AIM OF THE TASK. Continue the peer review letter on Na+/K+-pump selectivity from the point where it stops.

Peer review in The selectivity of the Na+/K+-pump is controlled by binding site protonation and self-correcting occlusion

Decision letter
Author response

Decision letter

Nir Ben-Tal

Reviewing Editor; Tel Aviv University, Israel

In the interests of transparency, eLife includes the editorial decision letter and accompanying author responses. A lightly edited version of the letter sent to the authors after peer review is shown, indicating the most substantive concerns; minor comments are not usually included.

Thank you for submitting your article "Binding site protonation and self-correcting occlusion control the Na+/K⁺-pump selectivity" for consideration by eLife. Your article has been reviewed by three peer reviewers, including Erik Lindahl (Reviewer #3) and Nir Ben-Tal (Reviewer #1), who is a member of our Board of Reviewing Editors, and the evaluation has been overseen by Richard Aldrich as the Senior Editor.

The reviewers have discussed the reviews with one another and the Reviewing Editor has drafted this decision to help you prepare a revised submission.

Summary:

The study examines the physicochemical determinants of binding site selectivity in the Na+/K⁺-ATPase using molecular dynamics simulations. Various conformation of the ATPase, corresponding to different states along the pump cycle are examined, including the crystal structures of its two main conformations, as well as several models of intermediate states based on the Ca²⁺ SERCA pump, and models derived from interpolating between well-defined states. Various protonation states of titratable residues in the pump's binding sites are energetically examined using molecular dynamic simulations as different resolutions. The results suggest that the protonation states of three aspartate residues in the binding sites (D804, D808 and D926) alter upon switching between conformations. The results indicate that the different selectivity of the binding sites emerges from the change in the protonation states. Using reduced structural models of the binding sites, this hypothesis is supported by calculating the difference in free energy between the pump bound to Na⁺ vs. K⁺ ions along the transport cycle. The authors conclude that initially the binding sites are only weakly selective for either Na⁺ or K⁺, and selectivity emerges as collective effect due to the (indirect) interaction of new ions with the ones that are already bound (a knock-on effect); the pump shifts towards K⁺ selectivity in the outward open state, and towards Na⁺ selectivity in the inward open state. Binding of the wrong type of ion increases the free energy barrier towards occlusion, preventing the transport cycle to proceed, thereby preventing the pump from operating in the opposite (wrong) direction.

The manuscript addresses an interesting and important question. It proposes a simple mechanism that dictates the shift in the selective properties of the Na+/K⁺-pump binding sites. However, based on the current draft of the manuscript it is difficult to decide whether the work is novel and solid enough to justify publication in eLife. The summary reflects a long discussion among the reviewers in an effort to resolve this. The author should submit a revised draft only if they are certain that they can address all the issues raised.

Essential revisions:

1) It is difficult to figure out which structures the various steps in Figure 5 are based on. Perhaps:

State 1 and 9 correspond to 3B9B (open SERCA);

State 2 calculated transition to;

State 3 corresponds to 1WPG (occluded SERCA) – but why not 2ZXE (occluded NKA)?

State 4 calculated transition to;

State 5, unclear: called K₂E₁. Maybe 1VFP with different protonation pattern and K instead of Na?

ENTRIES PROVIDED.
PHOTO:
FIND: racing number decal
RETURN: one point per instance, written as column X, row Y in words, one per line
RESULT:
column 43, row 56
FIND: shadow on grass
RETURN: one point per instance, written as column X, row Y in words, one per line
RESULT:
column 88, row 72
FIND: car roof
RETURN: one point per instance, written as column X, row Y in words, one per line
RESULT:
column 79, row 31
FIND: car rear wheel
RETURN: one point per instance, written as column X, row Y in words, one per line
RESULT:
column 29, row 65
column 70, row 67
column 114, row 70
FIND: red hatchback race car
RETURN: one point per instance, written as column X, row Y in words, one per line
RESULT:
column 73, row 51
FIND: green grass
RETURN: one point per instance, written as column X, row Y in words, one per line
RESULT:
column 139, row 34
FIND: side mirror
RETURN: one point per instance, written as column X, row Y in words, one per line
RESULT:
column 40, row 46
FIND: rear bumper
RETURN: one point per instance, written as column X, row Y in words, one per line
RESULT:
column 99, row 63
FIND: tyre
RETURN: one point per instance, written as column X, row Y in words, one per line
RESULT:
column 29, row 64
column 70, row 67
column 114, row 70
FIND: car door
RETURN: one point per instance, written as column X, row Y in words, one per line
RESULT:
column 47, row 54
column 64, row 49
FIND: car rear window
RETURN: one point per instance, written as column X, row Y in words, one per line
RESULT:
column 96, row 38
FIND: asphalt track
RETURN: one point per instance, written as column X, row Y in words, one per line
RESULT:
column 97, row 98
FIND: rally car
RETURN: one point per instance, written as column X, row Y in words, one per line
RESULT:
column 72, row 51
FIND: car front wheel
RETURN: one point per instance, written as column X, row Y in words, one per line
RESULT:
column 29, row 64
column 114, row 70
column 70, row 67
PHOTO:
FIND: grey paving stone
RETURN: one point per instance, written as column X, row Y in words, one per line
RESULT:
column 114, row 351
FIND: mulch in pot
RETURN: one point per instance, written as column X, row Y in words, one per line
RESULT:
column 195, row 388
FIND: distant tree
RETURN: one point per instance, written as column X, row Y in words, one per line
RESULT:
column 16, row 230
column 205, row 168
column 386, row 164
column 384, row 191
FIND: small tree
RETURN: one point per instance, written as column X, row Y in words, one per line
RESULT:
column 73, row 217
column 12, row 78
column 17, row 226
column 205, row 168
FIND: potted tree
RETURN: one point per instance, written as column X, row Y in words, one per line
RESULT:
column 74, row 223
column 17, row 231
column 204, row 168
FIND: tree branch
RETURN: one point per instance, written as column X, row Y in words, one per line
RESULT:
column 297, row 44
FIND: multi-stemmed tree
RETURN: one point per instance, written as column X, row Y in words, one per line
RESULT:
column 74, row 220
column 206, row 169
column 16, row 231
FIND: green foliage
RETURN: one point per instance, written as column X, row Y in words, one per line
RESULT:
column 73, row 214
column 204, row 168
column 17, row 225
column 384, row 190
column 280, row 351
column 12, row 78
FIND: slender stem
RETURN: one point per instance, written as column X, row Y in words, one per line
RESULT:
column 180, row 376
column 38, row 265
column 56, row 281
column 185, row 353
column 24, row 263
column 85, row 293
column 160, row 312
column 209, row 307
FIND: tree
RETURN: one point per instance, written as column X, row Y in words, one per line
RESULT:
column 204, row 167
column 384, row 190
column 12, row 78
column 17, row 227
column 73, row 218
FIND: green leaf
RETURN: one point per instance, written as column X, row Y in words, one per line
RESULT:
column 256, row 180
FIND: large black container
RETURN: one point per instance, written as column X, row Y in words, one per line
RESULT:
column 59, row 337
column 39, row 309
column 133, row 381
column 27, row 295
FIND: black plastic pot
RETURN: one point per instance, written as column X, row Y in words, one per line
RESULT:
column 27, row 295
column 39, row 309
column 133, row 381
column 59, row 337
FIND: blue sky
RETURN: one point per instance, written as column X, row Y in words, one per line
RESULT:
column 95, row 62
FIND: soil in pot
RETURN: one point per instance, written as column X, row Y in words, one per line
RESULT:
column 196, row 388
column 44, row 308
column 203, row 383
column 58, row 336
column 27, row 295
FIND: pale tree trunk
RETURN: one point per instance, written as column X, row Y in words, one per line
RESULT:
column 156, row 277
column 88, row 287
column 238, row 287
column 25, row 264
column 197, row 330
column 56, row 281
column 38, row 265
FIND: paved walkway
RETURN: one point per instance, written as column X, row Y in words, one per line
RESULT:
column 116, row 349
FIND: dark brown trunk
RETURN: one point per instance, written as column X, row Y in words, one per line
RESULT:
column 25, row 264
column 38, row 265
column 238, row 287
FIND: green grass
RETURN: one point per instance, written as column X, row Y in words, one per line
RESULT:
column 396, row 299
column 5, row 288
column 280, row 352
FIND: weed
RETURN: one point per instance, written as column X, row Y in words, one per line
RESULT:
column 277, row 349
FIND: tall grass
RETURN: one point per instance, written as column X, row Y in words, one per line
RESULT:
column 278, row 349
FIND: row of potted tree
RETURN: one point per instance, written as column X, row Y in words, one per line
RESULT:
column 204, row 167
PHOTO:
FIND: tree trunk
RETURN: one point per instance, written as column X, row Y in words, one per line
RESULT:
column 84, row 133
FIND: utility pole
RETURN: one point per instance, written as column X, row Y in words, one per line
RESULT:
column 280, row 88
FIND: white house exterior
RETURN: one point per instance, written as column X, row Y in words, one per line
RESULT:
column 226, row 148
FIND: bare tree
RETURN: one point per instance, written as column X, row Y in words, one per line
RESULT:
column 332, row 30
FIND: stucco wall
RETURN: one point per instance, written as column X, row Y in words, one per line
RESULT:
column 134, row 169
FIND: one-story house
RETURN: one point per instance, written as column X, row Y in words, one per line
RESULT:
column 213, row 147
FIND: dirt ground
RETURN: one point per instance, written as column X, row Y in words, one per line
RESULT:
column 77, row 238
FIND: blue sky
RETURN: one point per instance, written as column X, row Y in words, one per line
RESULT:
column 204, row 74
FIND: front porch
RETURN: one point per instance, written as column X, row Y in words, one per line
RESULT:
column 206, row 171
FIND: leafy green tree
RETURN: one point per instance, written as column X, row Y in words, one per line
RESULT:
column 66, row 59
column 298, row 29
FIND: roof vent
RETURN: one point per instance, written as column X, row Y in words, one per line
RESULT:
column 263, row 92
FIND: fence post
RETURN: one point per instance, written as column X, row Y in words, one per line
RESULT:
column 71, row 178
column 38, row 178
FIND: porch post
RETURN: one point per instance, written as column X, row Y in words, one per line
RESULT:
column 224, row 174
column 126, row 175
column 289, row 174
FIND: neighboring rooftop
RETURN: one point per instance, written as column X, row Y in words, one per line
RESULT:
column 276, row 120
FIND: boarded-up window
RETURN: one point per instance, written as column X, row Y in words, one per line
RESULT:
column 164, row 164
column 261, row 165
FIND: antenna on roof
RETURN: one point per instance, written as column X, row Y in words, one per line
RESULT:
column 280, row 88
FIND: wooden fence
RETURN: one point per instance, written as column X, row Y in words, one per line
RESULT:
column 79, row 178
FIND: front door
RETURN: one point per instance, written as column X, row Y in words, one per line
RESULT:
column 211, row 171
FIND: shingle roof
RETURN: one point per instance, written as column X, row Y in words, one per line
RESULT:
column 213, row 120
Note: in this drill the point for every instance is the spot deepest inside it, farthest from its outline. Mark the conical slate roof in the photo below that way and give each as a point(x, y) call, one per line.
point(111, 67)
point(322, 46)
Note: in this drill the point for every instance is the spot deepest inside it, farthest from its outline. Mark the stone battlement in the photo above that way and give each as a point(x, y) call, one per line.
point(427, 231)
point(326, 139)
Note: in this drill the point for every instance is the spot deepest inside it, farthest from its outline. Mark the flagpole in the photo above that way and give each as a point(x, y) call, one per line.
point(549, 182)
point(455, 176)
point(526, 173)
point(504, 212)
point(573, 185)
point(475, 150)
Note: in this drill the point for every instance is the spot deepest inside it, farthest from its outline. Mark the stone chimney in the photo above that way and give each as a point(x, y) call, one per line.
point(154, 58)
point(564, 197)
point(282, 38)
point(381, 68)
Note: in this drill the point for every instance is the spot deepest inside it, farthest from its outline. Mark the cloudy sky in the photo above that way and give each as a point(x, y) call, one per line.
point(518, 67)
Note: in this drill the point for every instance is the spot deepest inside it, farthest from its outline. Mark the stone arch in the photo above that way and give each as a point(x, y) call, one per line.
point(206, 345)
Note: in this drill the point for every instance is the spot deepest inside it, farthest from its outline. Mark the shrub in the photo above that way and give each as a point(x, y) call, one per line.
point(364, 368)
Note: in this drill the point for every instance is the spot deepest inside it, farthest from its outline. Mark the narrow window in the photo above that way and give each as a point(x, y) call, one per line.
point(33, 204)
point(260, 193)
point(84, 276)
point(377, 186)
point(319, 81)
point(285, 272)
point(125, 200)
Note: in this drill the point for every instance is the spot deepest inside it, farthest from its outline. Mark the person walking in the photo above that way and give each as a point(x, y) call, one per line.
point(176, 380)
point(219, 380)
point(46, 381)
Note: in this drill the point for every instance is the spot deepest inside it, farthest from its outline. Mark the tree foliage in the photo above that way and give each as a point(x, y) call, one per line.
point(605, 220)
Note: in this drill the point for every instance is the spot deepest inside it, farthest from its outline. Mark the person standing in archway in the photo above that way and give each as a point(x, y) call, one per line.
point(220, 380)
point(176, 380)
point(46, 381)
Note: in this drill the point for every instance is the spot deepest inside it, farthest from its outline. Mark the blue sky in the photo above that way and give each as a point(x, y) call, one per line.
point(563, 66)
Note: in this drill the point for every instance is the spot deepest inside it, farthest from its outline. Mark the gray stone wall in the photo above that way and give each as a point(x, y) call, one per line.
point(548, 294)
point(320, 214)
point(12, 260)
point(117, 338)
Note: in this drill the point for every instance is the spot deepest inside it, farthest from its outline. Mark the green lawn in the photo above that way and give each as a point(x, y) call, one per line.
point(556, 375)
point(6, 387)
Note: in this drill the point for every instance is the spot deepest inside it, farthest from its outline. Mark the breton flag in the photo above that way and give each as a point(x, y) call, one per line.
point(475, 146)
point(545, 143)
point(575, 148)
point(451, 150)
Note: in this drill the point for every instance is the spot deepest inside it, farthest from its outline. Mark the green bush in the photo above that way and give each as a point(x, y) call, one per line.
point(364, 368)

RESULT FOR THIS TASK.
State 6 corresponds to 1VFP (Ca occluded SERCA) – but with K rather than Na?

State 7 corresponds to 3WGV (occluded NKA);

State 8 calculated transition to 9;

The authors should make perfectly clear which structures are used for which states.

2) The pump cycle should be based on all the relevant structures. Structures have been published of SERCA in E₂ (3W5C) and the open ready-to-bind Ca (4H1W) in 2013. These important steps are missing here, or guesses are attempted based on the Ca-occluded 1VFP structure, but that did not predict the structure for H and Ca exchange. The structures are not mentioned. (A nice and recent overview of P-type structures can be found here http://www.ncbi.nlm.nih.gov/pubmed/26695058).

Also, it would be preferable to use 4HYT (ouabain-bound NKA, mentioned as recent but it is from 2013) rather than 3B9B. At least the authors could show an overlay of the ion binding sites from 4HYT and their model.

3) Standard errors estimates should be added to the energy values, and conclusions that have been based on energy values with too large 'error bars' should be reconsidered.

4) If the calculations correctly describe the binding free energy of the pump cycle, they would also need to explain the ion release on the opposite side. Can they show this?

5) The simulations and free energy calculations assume a starting point in which all the pump's binding sites are occupied by a certain set of ions. The authors explicitly claim that selectivity emerges from the increased free energy barrier associate with binding of the wrong ion to a site. However, from a biological point of view to argue that selectivity is governed solely by such mechanism is puzzling, for it is inefficient. The mechanism proposed here beautifully explains the different selective properties of the pump's binding sites in its two conformations, and it is possibly a "last resort mechanism", designed, as the authors claim, to prevent the transport of the wrong kind of ion if it reaches the binding site. However one would expect that for the most part, under physiological conditions, the pump will prevent the wrong ions from reaching the binding site to begin with. The anticipation is that a fast machine, such as this pump, should follow a particularly efficient mechanism, rather than the one proposed here, which figures out that there is issue with selectivity only after binding of several ions of the wrong type. The manuscript does not account for the ions transition into the binding sites and other possible energetic barriers they might encounter on the way. This issue should, at the very least, be discussed.

6) In view of item 5, the authors should revise the title to reflect the fact that selectivity is presumably determined primarily by other mechanisms, and the suggested mechanism here is only a 'safe guard'.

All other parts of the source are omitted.